Your objective: In the Ksusha and Square problem statement, why can a printed expected area that differs slightly from the exact value still be accepted?

Excerpted passage:
——————
Ksusha and Square

题意翻译

求在一给定凸边形内随机取不同两整点并以此作为正方形的对角线的正方形面积期望

题目描述

Ksusha is a vigorous mathematician. She is keen on absolutely incredible mathematical riddles. Today Ksusha came across a convex polygon of non-zero area. She is now wondering: if she chooses a pair of distinct points uniformly among all integer points (points with integer coordinates) inside or on the border of the polygon and then draws a square with two opposite vertices lying in the chosen points, what will the expectation of this square's area be? A pair of distinct points is chosen uniformly among all pairs of distinct points, located inside or on the border of the polygon. Pairs of points $ p,q $ $ (p≠q) $ and $ q,p $ are considered the same. Help Ksusha! Count the required expectation.

输入输出格式

输入格式

The first line contains integer $ n $ $ (3<=n<=10^{5}) $ — the number of vertices of Ksusha's convex polygon. Next $ n $ lines contain the coordinates of the polygon vertices in clockwise or counterclockwise order. The $ i $ -th line contains integers $ x_{i},y_{i} $ $ (|x_{i}|,|y_{i}|<=10^{6}) $ — the coordinates of the vertex that goes $ i $ -th in that order.

输出格式

Print a single real number — the required expected area. The answer will be considered correct if its absolute and relative error doesn't exceed $ 10^{-6} $ .

输入输出样例

输入样例 #1

3
0 0
5 5
5 0

输出样例 #1

4.6666666667

输入样例 #2

4
-1 3
4 5
6 2
3 -5

输出样例 #2

8.1583333333

输入样例 #3

3
17 136
859 937
16 641

输出样例 #3

66811.3704155169
——————
(Extracted data entries)
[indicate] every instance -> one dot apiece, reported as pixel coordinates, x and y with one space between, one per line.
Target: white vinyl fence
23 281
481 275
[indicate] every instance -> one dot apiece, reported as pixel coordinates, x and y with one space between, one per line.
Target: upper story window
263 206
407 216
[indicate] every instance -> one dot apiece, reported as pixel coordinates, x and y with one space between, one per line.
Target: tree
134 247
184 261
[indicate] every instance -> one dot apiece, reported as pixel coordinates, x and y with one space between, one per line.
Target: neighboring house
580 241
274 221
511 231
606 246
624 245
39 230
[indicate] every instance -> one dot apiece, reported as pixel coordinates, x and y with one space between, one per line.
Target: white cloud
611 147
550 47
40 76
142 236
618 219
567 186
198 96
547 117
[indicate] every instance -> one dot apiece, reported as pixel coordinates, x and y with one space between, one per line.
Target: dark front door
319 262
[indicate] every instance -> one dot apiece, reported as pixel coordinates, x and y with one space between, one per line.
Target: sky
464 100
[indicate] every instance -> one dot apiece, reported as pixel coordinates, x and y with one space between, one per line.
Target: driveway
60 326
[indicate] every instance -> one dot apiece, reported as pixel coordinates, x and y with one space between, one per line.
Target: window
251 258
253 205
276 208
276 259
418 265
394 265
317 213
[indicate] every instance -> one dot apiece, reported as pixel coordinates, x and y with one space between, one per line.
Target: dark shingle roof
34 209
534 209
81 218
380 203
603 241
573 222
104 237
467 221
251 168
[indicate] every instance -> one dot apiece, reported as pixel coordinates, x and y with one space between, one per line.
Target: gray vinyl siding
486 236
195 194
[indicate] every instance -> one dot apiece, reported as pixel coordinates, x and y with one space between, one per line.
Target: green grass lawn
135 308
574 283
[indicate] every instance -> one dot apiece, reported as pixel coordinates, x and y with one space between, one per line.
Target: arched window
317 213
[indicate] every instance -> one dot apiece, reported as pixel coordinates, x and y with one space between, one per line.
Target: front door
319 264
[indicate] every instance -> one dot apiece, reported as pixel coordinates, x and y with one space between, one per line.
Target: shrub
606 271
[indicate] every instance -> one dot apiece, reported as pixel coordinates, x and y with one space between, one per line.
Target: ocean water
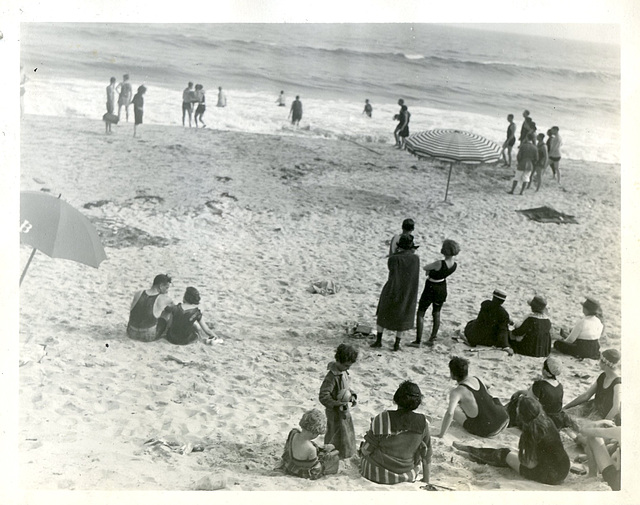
450 77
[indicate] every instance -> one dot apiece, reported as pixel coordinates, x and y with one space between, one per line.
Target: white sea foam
257 112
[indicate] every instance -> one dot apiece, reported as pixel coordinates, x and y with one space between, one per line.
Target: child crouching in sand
337 397
304 458
181 324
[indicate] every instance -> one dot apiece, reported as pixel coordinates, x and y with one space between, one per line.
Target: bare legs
126 110
378 342
506 151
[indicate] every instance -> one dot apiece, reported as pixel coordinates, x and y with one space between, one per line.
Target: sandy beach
252 221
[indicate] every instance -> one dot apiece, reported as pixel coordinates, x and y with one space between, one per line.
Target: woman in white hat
583 341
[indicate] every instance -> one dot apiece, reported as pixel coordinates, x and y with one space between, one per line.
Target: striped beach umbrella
454 146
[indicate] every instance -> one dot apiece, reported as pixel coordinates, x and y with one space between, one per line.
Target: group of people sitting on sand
534 153
397 447
154 316
493 327
398 444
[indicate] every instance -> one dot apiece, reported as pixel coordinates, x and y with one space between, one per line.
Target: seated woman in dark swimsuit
533 336
435 290
549 392
471 405
181 324
540 457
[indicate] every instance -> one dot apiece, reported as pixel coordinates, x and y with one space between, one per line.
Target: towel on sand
548 215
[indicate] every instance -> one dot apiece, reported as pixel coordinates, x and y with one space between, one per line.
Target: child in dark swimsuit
471 394
435 290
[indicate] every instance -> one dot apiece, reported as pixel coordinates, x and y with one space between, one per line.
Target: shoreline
296 210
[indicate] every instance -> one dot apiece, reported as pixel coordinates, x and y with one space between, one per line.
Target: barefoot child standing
337 397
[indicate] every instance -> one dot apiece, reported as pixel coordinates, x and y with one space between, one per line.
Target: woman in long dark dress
540 457
399 297
398 442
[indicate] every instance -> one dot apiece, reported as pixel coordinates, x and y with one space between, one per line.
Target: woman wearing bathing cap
548 390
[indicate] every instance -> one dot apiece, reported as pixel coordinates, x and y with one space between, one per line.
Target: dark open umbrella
54 227
453 146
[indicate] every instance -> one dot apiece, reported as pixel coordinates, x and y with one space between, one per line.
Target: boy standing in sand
337 398
527 158
554 151
222 98
407 229
125 92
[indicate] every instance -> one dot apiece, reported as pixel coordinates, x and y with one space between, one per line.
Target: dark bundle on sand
548 215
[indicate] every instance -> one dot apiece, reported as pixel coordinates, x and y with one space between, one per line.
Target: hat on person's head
499 294
553 365
591 305
406 242
538 303
408 224
610 357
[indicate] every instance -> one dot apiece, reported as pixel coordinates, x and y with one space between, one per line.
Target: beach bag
110 118
330 459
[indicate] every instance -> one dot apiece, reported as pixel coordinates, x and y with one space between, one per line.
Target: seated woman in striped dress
398 441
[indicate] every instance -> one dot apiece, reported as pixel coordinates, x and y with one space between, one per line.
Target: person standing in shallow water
188 97
295 113
138 107
199 97
399 296
125 92
338 398
435 290
222 98
509 143
111 102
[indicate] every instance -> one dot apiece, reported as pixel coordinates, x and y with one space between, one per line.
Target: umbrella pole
448 179
24 272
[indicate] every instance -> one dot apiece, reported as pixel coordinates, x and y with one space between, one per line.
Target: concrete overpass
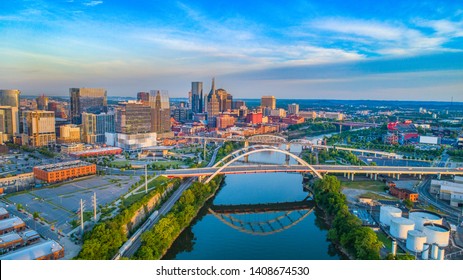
347 170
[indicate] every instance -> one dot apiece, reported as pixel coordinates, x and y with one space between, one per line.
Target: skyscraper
132 118
42 102
160 111
9 123
95 126
90 100
269 102
197 97
9 97
225 100
293 109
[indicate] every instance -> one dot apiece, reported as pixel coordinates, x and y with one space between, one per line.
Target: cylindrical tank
425 254
415 240
401 226
441 253
421 217
386 213
434 251
437 234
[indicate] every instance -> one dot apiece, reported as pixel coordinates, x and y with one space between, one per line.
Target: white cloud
93 3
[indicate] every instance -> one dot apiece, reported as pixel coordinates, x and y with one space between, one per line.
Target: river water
285 234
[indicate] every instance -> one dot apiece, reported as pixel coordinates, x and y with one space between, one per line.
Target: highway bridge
268 139
348 170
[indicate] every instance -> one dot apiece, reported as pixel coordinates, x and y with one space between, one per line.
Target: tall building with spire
160 111
197 100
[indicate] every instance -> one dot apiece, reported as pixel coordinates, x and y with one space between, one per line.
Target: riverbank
157 241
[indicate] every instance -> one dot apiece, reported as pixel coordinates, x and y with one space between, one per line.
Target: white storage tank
386 213
438 234
415 240
401 226
421 217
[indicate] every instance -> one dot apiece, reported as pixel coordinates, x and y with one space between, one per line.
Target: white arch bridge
269 139
224 166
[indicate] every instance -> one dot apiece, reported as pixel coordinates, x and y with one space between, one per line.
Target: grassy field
376 196
170 162
370 185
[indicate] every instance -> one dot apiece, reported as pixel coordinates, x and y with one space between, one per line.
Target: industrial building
450 191
47 250
403 193
58 172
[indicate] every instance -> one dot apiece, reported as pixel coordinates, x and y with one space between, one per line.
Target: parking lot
59 205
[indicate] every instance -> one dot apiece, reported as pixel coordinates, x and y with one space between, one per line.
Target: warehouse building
58 172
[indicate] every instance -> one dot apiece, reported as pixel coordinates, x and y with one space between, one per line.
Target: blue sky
399 50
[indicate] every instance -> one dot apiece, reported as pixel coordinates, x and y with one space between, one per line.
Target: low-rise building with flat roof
4 214
10 241
14 224
58 172
47 250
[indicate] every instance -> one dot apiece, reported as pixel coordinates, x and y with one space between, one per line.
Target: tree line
158 240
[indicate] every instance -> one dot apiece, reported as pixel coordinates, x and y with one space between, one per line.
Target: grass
376 196
375 186
132 199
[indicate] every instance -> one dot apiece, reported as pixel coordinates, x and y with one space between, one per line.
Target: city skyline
305 50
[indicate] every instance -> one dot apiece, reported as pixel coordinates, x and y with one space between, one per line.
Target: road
165 208
242 169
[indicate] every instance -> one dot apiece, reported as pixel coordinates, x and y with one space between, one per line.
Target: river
286 234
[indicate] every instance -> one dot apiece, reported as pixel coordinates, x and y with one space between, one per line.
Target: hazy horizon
344 50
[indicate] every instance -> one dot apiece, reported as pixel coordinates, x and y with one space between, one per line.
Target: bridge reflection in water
263 219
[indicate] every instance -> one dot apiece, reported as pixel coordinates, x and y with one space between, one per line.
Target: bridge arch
259 149
267 138
279 227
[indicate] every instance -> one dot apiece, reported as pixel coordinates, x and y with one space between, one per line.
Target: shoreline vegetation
157 241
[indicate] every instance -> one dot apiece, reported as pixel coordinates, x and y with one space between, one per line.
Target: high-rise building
237 104
143 96
268 101
293 109
9 123
69 133
197 101
9 97
224 121
181 114
38 128
89 100
42 102
95 126
132 118
160 111
225 100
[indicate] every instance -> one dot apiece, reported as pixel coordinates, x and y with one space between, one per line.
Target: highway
——————
Response to the task: The statement says an answer counts as correct if its absolute and relative error do not exceed 10^-6. A printed value that is close enough to the exact expectation is therefore accepted.